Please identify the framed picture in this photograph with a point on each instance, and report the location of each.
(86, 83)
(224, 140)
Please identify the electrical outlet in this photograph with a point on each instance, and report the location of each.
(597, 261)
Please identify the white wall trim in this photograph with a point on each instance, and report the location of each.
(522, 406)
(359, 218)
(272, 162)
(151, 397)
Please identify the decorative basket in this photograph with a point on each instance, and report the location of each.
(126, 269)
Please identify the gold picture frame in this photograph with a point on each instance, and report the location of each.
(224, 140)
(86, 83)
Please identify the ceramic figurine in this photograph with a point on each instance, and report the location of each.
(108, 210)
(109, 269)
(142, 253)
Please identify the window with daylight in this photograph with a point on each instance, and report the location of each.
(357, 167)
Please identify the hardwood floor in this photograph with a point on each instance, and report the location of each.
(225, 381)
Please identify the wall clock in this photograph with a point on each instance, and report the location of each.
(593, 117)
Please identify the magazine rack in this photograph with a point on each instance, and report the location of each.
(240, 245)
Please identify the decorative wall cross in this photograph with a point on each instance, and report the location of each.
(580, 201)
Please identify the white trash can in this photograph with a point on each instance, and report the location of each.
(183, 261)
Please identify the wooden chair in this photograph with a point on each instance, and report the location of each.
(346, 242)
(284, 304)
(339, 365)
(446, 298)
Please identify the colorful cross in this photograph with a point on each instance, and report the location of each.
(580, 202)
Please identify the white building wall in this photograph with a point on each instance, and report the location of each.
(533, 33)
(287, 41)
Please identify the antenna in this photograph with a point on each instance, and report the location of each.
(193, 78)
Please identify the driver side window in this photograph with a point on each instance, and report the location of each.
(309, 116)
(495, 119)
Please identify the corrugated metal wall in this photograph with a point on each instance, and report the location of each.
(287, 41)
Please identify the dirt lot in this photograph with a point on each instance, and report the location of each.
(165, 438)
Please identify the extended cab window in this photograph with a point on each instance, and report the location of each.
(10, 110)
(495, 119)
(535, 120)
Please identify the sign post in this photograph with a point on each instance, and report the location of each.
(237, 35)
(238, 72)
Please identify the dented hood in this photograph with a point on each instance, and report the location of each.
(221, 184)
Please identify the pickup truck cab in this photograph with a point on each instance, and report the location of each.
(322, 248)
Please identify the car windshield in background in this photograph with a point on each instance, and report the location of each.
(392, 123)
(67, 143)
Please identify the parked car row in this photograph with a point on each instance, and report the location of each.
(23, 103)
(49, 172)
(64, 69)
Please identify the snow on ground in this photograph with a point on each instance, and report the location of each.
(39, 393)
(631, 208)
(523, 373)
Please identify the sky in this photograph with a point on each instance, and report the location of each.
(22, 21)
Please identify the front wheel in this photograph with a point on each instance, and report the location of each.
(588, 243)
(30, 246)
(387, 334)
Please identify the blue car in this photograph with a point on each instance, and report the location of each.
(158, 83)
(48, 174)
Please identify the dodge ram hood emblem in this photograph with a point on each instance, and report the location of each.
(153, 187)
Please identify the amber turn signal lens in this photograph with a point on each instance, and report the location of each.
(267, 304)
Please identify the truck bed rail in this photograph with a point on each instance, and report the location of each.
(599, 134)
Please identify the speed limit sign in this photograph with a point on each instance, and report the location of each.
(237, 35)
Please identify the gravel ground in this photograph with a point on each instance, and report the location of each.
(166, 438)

::::::

Problem to solve
Your task is to reproduce exactly the lines that begin at the line containing "Please identify the dodge" and end at the final line of the data above.

Finished exercise
Please identify the dodge ram hood emblem in this photograph with a point on each instance, and report the location of each.
(153, 187)
Please identify the amber turn signal lens in this photograph with a point on each instance, and report the location of each.
(267, 304)
Please identify the truck bed rail in this photograph with a point on each instance, and report the location of each.
(599, 134)
Please identify the speed limit sign in this photograph with a point on each instance, and report the location of each.
(237, 35)
Please identify the gravel ground in this photograph with a point on each instance, and report the location of each.
(166, 438)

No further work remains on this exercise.